- GOAL: Give the data a second time, exactly and in full.

● ● ●

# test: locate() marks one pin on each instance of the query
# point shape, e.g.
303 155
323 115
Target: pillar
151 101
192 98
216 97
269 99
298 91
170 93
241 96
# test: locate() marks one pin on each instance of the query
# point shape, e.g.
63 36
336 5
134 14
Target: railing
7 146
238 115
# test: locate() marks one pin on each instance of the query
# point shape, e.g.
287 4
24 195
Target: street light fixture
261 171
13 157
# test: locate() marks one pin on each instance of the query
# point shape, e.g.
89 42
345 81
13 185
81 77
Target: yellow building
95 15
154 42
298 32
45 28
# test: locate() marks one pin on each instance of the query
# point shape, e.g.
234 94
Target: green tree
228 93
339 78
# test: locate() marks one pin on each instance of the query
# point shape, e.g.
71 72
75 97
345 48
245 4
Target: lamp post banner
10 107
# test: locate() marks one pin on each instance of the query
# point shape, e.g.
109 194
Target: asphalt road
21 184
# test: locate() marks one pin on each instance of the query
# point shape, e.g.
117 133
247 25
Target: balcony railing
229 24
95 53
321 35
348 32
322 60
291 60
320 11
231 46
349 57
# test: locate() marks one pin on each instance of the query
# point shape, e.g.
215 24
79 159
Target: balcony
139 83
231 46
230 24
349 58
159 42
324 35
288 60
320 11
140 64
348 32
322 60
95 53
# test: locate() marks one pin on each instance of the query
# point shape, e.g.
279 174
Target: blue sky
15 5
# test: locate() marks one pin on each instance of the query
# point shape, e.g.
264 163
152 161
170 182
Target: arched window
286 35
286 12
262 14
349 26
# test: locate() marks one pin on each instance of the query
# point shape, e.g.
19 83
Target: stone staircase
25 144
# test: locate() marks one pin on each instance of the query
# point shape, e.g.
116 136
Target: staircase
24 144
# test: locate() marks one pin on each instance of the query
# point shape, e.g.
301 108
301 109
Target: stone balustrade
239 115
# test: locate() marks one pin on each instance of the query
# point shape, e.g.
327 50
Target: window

● ● ●

- REPLY TO THE TASK:
# test: locate() marks one pin on each instance of the query
# point shape, e.g.
303 155
323 115
Target: pillar
151 101
192 98
216 97
269 99
298 91
170 93
241 96
# test: locate() marks one pin on each instance of the query
# point shape, e.g.
63 36
336 5
134 14
Target: railing
7 146
238 115
# test: locate() marks one pin on each instance of the query
# point shape, e.g.
287 4
24 195
Target: street light fixture
261 171
13 157
# test: locate() marks one pin on each instance of the query
# point shape, e.g.
89 42
345 81
13 185
81 77
Target: yellow building
95 15
154 42
298 32
45 28
# test: locate() marks one pin on each instance of the query
# point shape, e.g.
234 94
Target: green tree
228 93
339 78
# test: locate() marks one pin on each instance of the query
# point shape, e.g.
71 72
75 97
345 48
245 4
Target: lamp post banner
10 107
# test: locate() marks one pin on each instance of the query
# point shape, e.g.
109 194
Target: asphalt road
21 184
# test: locate() marks one pin on each instance of the query
# point shape, e.g.
117 133
247 25
Target: balcony railing
229 24
95 53
321 35
348 32
322 60
291 60
320 11
231 46
349 57
# test: locate() marks one pin on each instance of the query
# point shape, e.g.
215 24
79 159
Target: balcony
139 83
231 46
230 24
349 58
159 42
324 35
288 60
320 11
140 64
348 32
322 60
95 53
# test: locate() marks one pin on each instance of the query
# point shape, e.g.
279 174
Target: blue sky
15 5
# test: locate() marks one pin on each instance of the query
# point shape, e.g.
264 163
152 161
170 182
Target: arched window
286 35
286 12
262 14
349 26
# test: locate() marks one pin on each instance of the query
# point shape, e.g.
19 83
Target: stone staircase
25 144
# test: locate() marks one pin on each instance of the query
# point shape, e.g.
116 136
Target: staircase
24 144
# test: locate() marks one pin on each instance of the query
# point shape, e.g.
301 108
301 109
Target: stone balustrade
239 115
# test: locate() marks one pin on each instance of the query
# point shape, e.g.
327 50
Target: window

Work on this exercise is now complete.